[Collected data]
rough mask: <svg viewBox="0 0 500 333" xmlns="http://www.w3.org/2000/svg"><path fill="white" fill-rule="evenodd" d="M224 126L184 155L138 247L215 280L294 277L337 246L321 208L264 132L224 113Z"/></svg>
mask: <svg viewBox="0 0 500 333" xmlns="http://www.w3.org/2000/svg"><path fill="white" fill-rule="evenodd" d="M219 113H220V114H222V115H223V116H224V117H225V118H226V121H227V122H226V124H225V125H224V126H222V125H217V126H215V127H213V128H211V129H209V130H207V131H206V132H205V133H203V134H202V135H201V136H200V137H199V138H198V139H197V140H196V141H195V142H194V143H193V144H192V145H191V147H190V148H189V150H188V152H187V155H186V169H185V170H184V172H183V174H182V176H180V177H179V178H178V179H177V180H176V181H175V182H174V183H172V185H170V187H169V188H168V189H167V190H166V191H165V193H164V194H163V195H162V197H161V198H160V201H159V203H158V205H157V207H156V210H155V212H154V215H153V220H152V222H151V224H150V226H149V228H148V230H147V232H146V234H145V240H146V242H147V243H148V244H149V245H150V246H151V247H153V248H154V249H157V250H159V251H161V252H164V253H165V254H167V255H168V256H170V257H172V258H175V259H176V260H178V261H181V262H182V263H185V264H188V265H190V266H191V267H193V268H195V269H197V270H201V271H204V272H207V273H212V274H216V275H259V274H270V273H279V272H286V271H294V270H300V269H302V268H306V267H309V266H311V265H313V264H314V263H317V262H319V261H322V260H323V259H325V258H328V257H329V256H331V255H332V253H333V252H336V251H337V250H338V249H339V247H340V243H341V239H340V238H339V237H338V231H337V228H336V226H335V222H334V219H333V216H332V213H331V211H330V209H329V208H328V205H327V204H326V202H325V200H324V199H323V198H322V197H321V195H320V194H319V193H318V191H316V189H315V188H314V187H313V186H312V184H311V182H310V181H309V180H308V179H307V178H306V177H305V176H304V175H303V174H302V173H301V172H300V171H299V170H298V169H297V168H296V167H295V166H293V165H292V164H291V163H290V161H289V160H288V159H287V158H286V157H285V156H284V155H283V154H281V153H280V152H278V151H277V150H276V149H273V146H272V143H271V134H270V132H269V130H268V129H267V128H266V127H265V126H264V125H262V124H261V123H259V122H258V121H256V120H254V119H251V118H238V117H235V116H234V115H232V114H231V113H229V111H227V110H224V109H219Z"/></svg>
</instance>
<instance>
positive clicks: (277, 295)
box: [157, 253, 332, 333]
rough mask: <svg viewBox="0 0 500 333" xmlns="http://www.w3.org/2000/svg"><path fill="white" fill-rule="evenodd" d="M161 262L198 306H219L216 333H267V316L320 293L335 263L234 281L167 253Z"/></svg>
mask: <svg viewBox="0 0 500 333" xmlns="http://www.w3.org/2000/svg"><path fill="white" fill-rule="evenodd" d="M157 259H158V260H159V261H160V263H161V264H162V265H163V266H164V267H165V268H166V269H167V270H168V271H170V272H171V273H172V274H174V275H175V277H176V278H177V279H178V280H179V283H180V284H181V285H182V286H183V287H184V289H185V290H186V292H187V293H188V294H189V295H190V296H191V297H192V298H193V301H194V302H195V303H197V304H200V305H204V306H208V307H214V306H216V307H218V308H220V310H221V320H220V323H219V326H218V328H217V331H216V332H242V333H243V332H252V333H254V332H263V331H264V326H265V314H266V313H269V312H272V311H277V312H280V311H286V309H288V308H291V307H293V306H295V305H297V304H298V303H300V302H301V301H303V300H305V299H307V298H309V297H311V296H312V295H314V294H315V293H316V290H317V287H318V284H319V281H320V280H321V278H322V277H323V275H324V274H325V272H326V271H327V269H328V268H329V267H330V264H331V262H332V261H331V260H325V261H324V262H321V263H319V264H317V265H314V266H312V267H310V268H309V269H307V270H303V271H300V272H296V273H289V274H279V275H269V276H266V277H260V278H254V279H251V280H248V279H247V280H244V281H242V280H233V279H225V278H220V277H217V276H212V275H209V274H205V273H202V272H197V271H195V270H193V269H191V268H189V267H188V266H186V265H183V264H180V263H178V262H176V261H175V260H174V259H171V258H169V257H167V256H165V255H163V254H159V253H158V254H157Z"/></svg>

...

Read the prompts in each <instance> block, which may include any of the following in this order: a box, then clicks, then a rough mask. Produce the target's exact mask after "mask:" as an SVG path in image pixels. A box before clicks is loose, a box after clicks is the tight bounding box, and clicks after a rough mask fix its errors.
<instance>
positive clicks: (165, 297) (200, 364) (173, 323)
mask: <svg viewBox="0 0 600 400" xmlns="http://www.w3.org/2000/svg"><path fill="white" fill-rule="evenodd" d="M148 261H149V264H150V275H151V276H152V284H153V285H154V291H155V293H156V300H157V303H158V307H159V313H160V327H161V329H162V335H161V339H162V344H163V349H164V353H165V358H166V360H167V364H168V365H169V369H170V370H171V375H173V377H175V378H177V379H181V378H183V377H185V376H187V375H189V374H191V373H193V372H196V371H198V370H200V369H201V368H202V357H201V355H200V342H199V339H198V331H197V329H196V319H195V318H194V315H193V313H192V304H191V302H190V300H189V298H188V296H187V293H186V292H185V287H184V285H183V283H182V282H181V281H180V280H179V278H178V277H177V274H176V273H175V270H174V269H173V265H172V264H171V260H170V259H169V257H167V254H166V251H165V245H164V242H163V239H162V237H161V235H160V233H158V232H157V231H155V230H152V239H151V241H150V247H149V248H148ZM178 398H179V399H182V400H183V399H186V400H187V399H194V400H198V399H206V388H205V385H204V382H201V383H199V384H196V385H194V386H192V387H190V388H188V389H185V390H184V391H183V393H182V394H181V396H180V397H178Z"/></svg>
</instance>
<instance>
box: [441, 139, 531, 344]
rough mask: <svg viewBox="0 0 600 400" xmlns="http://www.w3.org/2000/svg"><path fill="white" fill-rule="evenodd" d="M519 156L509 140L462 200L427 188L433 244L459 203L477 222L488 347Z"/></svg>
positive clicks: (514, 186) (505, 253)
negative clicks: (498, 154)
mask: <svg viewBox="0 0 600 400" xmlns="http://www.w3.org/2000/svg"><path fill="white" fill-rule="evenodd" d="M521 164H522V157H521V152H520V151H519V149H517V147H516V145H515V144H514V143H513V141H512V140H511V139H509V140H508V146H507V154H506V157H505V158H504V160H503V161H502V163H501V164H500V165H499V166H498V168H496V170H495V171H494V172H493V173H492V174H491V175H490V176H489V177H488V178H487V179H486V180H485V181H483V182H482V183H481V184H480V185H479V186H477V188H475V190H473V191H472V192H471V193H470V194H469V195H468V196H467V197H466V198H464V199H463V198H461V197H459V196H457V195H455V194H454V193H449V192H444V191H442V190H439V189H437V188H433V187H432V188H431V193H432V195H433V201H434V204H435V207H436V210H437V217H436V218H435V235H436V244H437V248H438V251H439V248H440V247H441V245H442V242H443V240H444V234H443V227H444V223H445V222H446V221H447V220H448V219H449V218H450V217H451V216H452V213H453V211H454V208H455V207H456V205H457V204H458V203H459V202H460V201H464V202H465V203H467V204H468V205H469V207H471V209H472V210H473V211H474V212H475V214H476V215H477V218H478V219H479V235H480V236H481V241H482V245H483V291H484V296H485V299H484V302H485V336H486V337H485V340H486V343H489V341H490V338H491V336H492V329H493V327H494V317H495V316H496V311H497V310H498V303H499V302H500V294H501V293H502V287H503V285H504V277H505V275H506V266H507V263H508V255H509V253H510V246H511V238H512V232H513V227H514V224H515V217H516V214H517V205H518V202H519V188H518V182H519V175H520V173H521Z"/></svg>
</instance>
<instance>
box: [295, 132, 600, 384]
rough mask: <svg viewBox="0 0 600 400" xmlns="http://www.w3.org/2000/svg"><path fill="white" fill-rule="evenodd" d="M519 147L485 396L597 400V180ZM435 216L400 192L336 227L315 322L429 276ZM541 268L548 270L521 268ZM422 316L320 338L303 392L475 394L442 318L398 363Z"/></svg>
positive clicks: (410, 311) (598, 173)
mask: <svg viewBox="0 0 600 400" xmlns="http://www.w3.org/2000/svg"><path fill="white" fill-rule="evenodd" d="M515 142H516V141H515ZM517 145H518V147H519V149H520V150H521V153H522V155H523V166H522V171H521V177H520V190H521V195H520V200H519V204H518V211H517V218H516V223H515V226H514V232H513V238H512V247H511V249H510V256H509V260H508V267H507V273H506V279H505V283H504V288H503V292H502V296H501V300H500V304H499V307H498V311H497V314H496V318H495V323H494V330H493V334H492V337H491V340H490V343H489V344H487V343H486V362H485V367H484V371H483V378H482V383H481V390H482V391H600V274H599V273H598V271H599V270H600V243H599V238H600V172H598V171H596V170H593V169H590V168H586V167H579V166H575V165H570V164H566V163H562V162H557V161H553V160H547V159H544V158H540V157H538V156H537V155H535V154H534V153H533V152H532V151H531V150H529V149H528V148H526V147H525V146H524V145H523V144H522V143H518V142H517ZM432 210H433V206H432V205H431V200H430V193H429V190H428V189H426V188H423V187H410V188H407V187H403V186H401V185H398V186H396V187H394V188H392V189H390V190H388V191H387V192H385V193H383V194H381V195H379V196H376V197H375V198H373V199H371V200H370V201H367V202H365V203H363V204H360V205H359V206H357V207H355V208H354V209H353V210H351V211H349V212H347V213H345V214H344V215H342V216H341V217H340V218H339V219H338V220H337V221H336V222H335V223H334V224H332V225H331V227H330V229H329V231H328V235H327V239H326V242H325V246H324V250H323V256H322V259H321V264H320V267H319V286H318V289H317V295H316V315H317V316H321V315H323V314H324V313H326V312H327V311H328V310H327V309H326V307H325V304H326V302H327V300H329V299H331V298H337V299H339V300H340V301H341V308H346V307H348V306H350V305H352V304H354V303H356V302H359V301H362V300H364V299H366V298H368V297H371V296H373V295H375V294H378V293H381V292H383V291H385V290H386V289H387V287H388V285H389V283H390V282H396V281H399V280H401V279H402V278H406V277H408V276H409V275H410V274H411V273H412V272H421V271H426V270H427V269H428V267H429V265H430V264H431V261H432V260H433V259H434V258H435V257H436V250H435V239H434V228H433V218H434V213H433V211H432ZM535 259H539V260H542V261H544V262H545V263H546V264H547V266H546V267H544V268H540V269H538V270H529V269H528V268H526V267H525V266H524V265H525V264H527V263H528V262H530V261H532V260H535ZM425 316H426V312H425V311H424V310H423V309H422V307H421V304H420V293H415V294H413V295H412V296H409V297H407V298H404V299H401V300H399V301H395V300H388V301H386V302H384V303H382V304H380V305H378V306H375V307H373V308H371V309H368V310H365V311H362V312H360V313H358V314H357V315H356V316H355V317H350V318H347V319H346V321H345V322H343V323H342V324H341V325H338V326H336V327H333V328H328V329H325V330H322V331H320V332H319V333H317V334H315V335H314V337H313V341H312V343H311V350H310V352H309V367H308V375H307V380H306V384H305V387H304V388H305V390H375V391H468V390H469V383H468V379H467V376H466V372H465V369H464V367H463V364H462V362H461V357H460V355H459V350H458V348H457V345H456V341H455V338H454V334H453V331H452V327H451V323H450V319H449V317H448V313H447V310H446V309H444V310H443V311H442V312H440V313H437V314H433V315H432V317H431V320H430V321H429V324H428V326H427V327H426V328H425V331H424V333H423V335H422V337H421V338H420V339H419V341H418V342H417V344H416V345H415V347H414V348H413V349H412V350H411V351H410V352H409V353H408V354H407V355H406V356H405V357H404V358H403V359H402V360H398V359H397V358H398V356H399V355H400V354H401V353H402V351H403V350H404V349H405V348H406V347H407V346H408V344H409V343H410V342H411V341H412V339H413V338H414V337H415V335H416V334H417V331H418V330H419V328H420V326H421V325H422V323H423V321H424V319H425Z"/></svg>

* * *

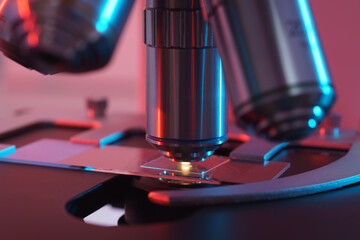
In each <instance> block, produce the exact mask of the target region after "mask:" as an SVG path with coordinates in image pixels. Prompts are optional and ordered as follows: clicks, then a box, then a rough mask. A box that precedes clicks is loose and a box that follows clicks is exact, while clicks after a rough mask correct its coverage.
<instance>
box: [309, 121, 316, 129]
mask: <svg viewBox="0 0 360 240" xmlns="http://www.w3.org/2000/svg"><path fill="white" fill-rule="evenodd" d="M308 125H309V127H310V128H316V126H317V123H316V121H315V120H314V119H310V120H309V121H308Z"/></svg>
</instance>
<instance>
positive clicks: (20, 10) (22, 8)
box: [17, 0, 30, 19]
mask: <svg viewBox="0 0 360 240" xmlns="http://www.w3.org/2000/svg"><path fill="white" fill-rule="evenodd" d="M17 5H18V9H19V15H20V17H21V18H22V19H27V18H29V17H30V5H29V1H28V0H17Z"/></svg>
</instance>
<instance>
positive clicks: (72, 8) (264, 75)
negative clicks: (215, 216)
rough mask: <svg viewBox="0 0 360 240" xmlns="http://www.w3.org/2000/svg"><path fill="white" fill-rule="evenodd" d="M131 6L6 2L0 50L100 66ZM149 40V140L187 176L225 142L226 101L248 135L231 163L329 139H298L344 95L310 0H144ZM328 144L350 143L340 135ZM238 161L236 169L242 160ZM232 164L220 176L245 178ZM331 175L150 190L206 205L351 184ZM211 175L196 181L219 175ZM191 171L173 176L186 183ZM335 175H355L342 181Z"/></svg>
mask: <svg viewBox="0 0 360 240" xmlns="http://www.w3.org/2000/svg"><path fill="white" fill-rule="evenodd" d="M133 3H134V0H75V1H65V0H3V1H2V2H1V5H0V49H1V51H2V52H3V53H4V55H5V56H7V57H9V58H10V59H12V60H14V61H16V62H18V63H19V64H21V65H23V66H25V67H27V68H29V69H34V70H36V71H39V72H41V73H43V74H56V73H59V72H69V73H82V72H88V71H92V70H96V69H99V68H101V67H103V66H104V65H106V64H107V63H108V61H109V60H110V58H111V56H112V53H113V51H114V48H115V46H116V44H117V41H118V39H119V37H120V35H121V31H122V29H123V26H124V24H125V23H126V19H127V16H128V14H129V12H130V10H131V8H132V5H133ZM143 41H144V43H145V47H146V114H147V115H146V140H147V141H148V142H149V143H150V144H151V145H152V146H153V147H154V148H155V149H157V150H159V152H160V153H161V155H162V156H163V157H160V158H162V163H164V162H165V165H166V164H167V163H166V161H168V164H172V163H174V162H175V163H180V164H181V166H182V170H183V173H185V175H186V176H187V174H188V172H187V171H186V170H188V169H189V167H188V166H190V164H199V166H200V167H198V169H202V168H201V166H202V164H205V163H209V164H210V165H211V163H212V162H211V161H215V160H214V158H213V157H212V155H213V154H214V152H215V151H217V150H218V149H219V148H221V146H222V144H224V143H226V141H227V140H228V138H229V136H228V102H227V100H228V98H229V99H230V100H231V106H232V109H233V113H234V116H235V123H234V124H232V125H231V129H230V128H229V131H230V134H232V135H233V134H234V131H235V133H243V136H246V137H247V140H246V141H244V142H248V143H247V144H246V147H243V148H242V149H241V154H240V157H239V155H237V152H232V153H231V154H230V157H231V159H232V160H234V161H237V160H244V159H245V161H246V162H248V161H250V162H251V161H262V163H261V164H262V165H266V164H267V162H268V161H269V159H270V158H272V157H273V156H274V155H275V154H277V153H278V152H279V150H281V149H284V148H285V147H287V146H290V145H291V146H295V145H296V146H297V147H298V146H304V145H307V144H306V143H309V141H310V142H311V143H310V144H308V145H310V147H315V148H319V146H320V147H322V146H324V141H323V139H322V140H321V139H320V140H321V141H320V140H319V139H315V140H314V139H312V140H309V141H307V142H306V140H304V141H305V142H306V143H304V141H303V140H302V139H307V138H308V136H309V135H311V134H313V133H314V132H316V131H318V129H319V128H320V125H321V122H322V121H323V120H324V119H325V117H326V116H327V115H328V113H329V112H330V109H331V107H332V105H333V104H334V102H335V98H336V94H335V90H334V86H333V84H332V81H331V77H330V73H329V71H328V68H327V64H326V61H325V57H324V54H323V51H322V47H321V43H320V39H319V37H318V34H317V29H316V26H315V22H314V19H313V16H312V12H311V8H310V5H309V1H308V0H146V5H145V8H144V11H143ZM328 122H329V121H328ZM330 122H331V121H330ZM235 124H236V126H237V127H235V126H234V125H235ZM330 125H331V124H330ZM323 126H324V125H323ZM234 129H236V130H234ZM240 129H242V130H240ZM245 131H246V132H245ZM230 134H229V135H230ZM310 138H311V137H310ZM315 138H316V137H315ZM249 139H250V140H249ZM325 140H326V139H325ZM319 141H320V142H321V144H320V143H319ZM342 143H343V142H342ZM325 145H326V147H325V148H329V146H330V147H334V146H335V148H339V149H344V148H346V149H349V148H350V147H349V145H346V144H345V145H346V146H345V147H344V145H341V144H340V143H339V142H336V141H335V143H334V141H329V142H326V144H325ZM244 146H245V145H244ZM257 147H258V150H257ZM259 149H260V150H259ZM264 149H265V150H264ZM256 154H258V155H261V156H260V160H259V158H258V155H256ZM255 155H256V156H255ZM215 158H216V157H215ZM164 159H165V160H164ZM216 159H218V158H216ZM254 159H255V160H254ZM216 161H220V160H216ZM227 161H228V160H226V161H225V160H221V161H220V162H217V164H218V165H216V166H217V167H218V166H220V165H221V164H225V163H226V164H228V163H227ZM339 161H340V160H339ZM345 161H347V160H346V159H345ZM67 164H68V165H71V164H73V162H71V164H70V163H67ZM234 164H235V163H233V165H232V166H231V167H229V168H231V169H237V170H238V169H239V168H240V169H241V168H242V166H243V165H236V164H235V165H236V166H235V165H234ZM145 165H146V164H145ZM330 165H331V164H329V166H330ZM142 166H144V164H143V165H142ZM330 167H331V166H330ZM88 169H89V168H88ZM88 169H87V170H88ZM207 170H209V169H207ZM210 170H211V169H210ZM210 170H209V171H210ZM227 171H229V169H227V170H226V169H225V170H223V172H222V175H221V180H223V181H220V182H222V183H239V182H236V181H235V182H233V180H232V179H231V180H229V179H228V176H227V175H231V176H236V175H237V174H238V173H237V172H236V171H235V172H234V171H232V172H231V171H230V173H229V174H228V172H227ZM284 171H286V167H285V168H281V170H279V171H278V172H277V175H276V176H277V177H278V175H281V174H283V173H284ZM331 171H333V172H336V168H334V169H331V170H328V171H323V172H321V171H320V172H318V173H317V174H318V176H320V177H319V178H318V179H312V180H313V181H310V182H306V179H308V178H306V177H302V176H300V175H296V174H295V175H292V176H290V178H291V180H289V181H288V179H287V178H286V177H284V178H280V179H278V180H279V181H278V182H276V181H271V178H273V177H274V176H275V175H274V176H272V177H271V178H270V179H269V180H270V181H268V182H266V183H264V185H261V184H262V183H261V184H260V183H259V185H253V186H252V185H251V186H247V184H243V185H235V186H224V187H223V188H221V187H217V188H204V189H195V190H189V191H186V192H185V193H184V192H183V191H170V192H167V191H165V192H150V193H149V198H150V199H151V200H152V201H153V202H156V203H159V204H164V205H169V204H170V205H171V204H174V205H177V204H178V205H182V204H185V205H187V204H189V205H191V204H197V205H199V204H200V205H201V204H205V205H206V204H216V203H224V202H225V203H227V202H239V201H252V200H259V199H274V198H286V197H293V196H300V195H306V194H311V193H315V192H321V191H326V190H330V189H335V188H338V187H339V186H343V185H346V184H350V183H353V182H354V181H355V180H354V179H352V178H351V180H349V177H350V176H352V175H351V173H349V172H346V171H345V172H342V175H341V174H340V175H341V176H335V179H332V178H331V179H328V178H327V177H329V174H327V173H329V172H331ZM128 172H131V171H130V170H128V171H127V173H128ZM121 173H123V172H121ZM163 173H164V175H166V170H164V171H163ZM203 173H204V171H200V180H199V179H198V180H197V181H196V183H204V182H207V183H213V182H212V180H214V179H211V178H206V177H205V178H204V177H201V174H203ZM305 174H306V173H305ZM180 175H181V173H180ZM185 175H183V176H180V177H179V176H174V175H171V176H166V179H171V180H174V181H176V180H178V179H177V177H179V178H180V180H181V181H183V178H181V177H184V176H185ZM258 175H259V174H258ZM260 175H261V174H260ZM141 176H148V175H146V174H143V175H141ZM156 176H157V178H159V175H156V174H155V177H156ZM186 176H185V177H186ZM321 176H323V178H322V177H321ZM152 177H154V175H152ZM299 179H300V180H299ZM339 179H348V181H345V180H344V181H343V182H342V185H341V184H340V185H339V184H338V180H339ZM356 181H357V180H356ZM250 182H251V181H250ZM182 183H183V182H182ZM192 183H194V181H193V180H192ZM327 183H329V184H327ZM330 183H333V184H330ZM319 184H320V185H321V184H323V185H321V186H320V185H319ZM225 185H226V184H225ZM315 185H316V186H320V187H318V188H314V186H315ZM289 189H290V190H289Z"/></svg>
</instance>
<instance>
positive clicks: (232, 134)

Work instruction> Copy word for word the lines of the listing from the line with "In each <instance> block, produce" to the line with "box: [309, 121, 316, 129]", including both of those lines.

Expected answer>
In each <instance> block, produce the exact mask of the target region after "mask:" as an SVG path with coordinates in image pixels. Prompts are optional and ordered as follows: clicks, then a box, then a rough mask. A box that precedes clicks is loose and a box that follows clicks is exact, while clicks after a rough mask correct its coverage.
<instance>
box: [309, 121, 316, 129]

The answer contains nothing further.